ENTRIES SHOWN
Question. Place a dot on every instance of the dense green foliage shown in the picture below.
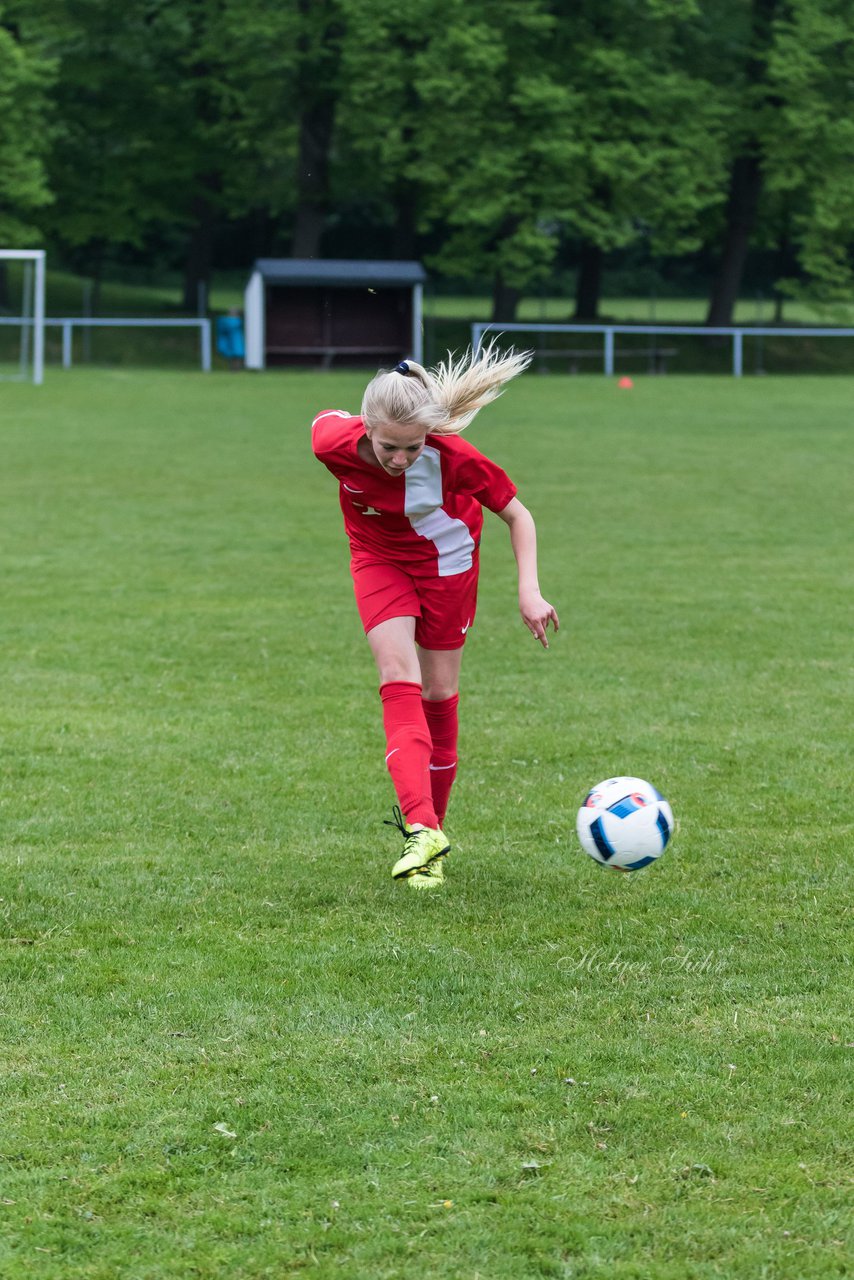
(231, 1045)
(501, 142)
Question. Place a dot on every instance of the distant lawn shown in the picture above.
(232, 1046)
(71, 295)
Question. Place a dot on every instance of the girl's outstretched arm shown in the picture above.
(534, 609)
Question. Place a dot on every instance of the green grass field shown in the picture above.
(231, 1045)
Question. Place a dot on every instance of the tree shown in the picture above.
(496, 145)
(651, 131)
(752, 105)
(26, 80)
(809, 147)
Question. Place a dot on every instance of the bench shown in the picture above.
(657, 356)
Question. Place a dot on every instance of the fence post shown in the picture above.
(205, 346)
(608, 352)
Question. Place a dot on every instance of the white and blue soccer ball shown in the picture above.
(625, 823)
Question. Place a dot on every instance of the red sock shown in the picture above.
(407, 749)
(443, 723)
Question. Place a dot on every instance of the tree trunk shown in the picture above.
(589, 283)
(745, 184)
(505, 300)
(745, 178)
(200, 250)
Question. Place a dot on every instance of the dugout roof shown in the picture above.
(342, 272)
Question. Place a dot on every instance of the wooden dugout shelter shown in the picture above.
(306, 311)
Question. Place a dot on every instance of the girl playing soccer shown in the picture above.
(412, 493)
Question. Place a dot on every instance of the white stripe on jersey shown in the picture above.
(423, 504)
(330, 412)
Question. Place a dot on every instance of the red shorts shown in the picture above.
(443, 607)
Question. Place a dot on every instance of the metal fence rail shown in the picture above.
(69, 323)
(479, 332)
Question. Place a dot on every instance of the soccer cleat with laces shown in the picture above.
(421, 851)
(429, 877)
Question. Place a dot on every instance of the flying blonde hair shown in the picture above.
(442, 401)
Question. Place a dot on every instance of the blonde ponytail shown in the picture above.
(442, 401)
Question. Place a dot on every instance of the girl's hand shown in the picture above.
(537, 615)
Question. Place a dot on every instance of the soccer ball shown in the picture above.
(625, 823)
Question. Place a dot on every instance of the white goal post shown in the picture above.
(32, 311)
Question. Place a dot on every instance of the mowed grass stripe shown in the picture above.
(546, 1070)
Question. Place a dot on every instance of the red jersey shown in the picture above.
(427, 520)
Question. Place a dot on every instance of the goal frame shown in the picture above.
(37, 257)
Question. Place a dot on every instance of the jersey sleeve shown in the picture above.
(329, 433)
(480, 478)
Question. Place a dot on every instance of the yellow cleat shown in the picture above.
(429, 877)
(421, 850)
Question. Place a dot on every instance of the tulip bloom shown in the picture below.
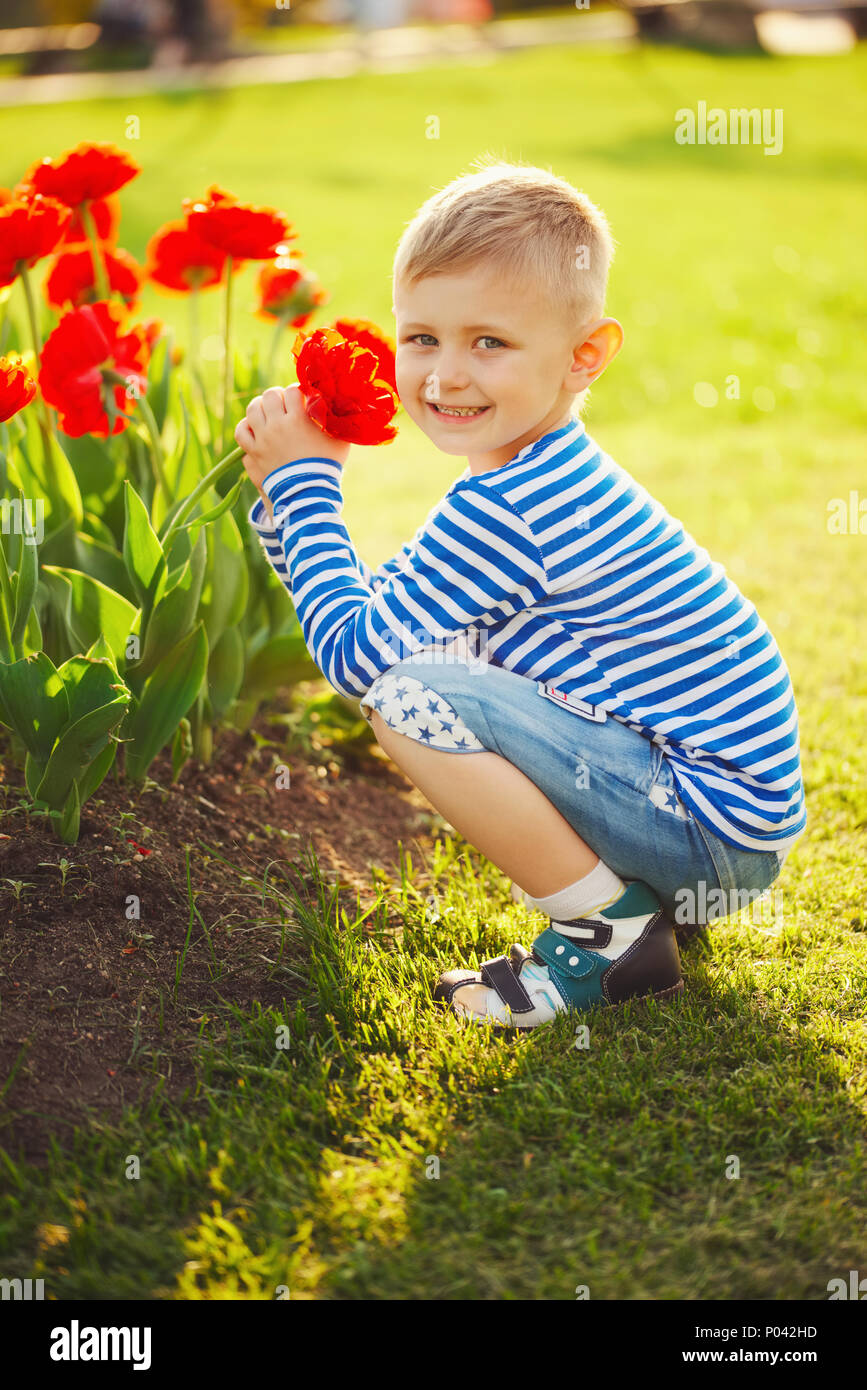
(238, 230)
(84, 174)
(106, 213)
(81, 363)
(72, 277)
(343, 394)
(29, 228)
(17, 387)
(179, 259)
(367, 335)
(289, 292)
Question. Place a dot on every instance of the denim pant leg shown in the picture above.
(610, 783)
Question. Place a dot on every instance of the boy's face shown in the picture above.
(478, 338)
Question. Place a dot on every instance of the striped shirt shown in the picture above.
(570, 573)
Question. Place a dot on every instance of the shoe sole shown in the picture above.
(673, 993)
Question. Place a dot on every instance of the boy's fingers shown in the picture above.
(273, 402)
(243, 435)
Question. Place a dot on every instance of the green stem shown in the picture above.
(275, 341)
(153, 430)
(227, 339)
(193, 303)
(42, 410)
(159, 456)
(96, 250)
(7, 651)
(195, 356)
(210, 478)
(166, 540)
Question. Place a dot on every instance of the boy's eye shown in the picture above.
(486, 338)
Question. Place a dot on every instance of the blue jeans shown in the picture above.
(610, 783)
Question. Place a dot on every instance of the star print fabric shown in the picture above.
(410, 708)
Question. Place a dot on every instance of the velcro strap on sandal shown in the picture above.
(588, 931)
(575, 973)
(499, 975)
(564, 957)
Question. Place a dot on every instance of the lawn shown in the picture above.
(384, 1153)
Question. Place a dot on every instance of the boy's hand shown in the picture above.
(278, 430)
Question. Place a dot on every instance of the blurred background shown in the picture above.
(39, 36)
(738, 277)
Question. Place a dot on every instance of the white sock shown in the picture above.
(587, 898)
(599, 888)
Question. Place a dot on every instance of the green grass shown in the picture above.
(603, 1166)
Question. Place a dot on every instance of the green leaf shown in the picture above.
(224, 595)
(142, 549)
(96, 466)
(217, 510)
(91, 683)
(28, 578)
(59, 485)
(284, 660)
(166, 699)
(34, 702)
(182, 747)
(96, 773)
(102, 562)
(75, 749)
(96, 609)
(159, 375)
(70, 822)
(175, 612)
(225, 670)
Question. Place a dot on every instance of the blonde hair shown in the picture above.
(525, 221)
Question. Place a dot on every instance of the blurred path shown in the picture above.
(378, 50)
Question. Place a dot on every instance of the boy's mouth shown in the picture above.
(457, 412)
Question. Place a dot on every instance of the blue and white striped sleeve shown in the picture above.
(474, 562)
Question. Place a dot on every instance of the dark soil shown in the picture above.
(89, 1020)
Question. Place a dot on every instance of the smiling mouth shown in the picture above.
(459, 412)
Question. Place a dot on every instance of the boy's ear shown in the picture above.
(593, 355)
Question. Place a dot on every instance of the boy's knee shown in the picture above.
(407, 704)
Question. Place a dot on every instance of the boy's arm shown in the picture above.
(271, 545)
(474, 562)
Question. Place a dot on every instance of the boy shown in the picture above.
(585, 695)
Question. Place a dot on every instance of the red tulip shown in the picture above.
(238, 230)
(29, 228)
(106, 213)
(367, 335)
(84, 174)
(288, 289)
(17, 387)
(72, 277)
(79, 363)
(342, 391)
(179, 259)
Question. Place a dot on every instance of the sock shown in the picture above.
(599, 888)
(587, 898)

THE TASK
The records above are to be repeated exactly, with every picture removed from the copy.

EXERCISE SOLUTION
Question. Place a dot on every instance of the dense green foliage shown in the picture below.
(231, 1045)
(501, 142)
Question. Place a dot on every instance of the distant lawn shown in the picture above.
(232, 1046)
(71, 295)
Question. Place a dot on every instance of the girl's outstretched arm shown in the picture above.
(534, 609)
Question. Place a dot on every instance of the green grass field shown in the picture above.
(231, 1045)
Question. Place a dot on every instance of the tree shown in the picture above.
(496, 145)
(651, 131)
(752, 105)
(26, 80)
(809, 147)
Question. Place a dot on every instance of the bench shown in the picture above.
(657, 356)
Question. Place a dot on every instance of the fence post shown in the picture above.
(205, 346)
(608, 352)
Question. Place a dot on every instance of the white and blue soccer ball shown in the picture above.
(625, 823)
Question. Place a dot on every instance of the red sock shown in the picture above.
(407, 749)
(443, 723)
Question. Place a dot on every instance of the tree trunk shown in the picture above.
(589, 283)
(745, 184)
(505, 300)
(745, 178)
(200, 250)
Question. Place a dot on every instance of the dugout roof shown in the picture above.
(342, 272)
Question. Place a dot on every instance of the wooden dugout shelter shown in the picture above.
(306, 311)
Question. Place a dot on every instance of the girl playing soccer shown in the picture above.
(412, 493)
Question. Place a dot on every instance of the white stripe on jersey shown in the picture above.
(423, 504)
(330, 412)
Question. Place a dot on every instance of the red shorts shown in the picture above.
(443, 607)
Question. Place a dot on every instance of the metal fence rail shown in the picture above.
(69, 323)
(479, 332)
Question. Place a dot on every instance of the soccer cleat with laces shown in the picture above.
(421, 851)
(429, 877)
Question. Place a dot on every instance of the flying blonde hair shown in the picture above.
(442, 401)
Question. Place a dot on every instance of the blonde ponytail shown in the picture above.
(442, 401)
Question. Place a dot on every instance of the girl's hand shown in the picture above.
(537, 615)
Question. Place a dot on every instance of the soccer ball shown in the picture above.
(625, 823)
Question. Place a dot on every instance of the white goal post shown in the picture above.
(32, 311)
Question. Place a dot on every instance of the mowed grass stripe shown in the picture above.
(546, 1070)
Question. Place a dot on every instance of the red jersey shown in the picture above.
(427, 520)
Question. Place a dot on every instance of the goal frame shown in the picture above.
(37, 257)
Question. Place a dot on every instance of the jersey sleeve shown in the picture above.
(329, 433)
(480, 478)
Question. Place a dot on every instance of the yellow cleat shown in the picture above.
(429, 877)
(421, 850)
Question. Place a dot on every instance of the tulip bloom shown in the picture below.
(238, 230)
(84, 174)
(106, 213)
(81, 363)
(72, 277)
(343, 394)
(29, 228)
(17, 387)
(179, 259)
(367, 335)
(289, 292)
Question. Place a dot on every instance of the denim pant leg shown in the picture above.
(610, 783)
Question. Place a dot on every instance of the boy's face shown in the picture above.
(478, 338)
Question. Place a dot on every instance of the striped shirt shown in the picture above.
(570, 573)
Question. Place a dot on every instance of the shoe sole shown in the picture above.
(673, 993)
Question. Place a dot on every instance of the boy's fingers shown in the picture above.
(273, 402)
(243, 435)
Question. Place a dot on every instance of the green stem shown in the picture above.
(275, 341)
(153, 430)
(227, 339)
(193, 303)
(42, 410)
(159, 456)
(96, 250)
(7, 651)
(195, 356)
(210, 478)
(166, 540)
Question. Place a dot on every instance of the boy's eye shown in the picture above.
(486, 338)
Question. Place a dot on every instance of the blue jeans shown in the picture above.
(610, 783)
Question. Place a dot on every instance of the star print fabric shown in the picture above.
(410, 708)
Question. Place a dot on every instance of the velcro strap on sandal shown in the picture above.
(588, 931)
(575, 973)
(499, 975)
(564, 957)
Question. Place a dot on every instance of the lawn shown in the picture above.
(384, 1153)
Question. Place a dot on every instance of the boy's hand shown in the picture above.
(278, 430)
Question. Place a dot on every instance of the blurred background shown in the picture above.
(39, 36)
(738, 277)
Question. Place a dot on every instance of the white sock shown in the picture above.
(587, 898)
(599, 888)
Question. Place a dot on every instance of the green grass shown in the picture above.
(603, 1166)
Question. Place a dot on every instance of the green leaf shown in the picture above.
(224, 595)
(142, 549)
(96, 466)
(217, 510)
(91, 683)
(28, 578)
(59, 485)
(284, 660)
(166, 699)
(34, 702)
(182, 747)
(96, 773)
(102, 562)
(75, 749)
(96, 609)
(159, 375)
(70, 822)
(175, 612)
(225, 670)
Question. Place a dot on every instance of the blonde hair shown in the picture above.
(525, 221)
Question. Place a dot on every instance of the blurred path shown in the picture above.
(378, 50)
Question. Place a dot on every instance of the boy's mouth shown in the picture above.
(457, 412)
Question. Place a dot on every instance of the blue and white striped sleeve shown in the picture above.
(474, 562)
Question. Place a dot on every instance of the dark soil shown in the picture above.
(89, 1020)
Question. Place a dot on every instance of the smiling mouth shown in the picture above.
(459, 412)
Question. Place a dot on every instance of the boy's ear shown in the picture above.
(593, 355)
Question. Place a dot on every instance of the boy's knee shown in the picture above.
(407, 704)
Question. Place a dot on every instance of the boy's arm shown in the picture above.
(271, 545)
(474, 562)
Question. Place a dot on every instance of the boy shown in the picture above.
(585, 695)
Question. Place a dot on every instance of the red tulip shown in the picture above.
(238, 230)
(29, 228)
(106, 213)
(367, 335)
(84, 174)
(288, 289)
(17, 387)
(72, 277)
(79, 363)
(342, 391)
(179, 259)
Question. Place a dot on every instance of the sock shown in the picture above.
(599, 888)
(587, 898)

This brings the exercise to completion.